*WHAT IS EXPECTED*: Please arrange the lines starting at the one that contains "0H622L621 57L634 62L639" and ending at the one that contains "positive clicks: (632, 61) (640, 48)" as a Markdown table with the columns "No." and "Line", numbering each row and leaving out blank lines.

[Collected data entries]
*-*-*

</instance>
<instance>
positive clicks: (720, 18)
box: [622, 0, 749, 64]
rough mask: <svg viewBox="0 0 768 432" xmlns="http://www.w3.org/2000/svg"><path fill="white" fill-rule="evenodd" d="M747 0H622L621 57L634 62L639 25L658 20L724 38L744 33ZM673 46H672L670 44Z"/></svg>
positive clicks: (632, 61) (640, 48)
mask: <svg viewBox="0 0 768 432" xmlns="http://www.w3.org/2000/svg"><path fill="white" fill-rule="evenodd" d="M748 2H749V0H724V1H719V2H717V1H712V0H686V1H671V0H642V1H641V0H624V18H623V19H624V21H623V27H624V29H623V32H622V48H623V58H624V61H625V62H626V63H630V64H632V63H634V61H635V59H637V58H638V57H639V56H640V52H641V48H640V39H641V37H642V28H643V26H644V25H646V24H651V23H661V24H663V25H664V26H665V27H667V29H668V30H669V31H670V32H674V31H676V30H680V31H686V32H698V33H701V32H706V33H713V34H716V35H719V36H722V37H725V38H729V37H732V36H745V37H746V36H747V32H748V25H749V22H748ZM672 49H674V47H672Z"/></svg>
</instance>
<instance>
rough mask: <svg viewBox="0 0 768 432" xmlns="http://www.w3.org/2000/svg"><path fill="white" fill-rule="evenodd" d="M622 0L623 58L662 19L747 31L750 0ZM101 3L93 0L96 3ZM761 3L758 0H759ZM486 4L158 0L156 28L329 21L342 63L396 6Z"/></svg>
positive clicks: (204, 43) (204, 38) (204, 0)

*-*-*

*SOLUTION TO THE PROBLEM*:
| No. | Line |
|---|---|
| 1 | rough mask: <svg viewBox="0 0 768 432" xmlns="http://www.w3.org/2000/svg"><path fill="white" fill-rule="evenodd" d="M747 0H622L621 57L634 62L639 25L658 20L724 38L744 33ZM673 46H672L670 44Z"/></svg> |
| 2 | positive clicks: (632, 61) (640, 48) |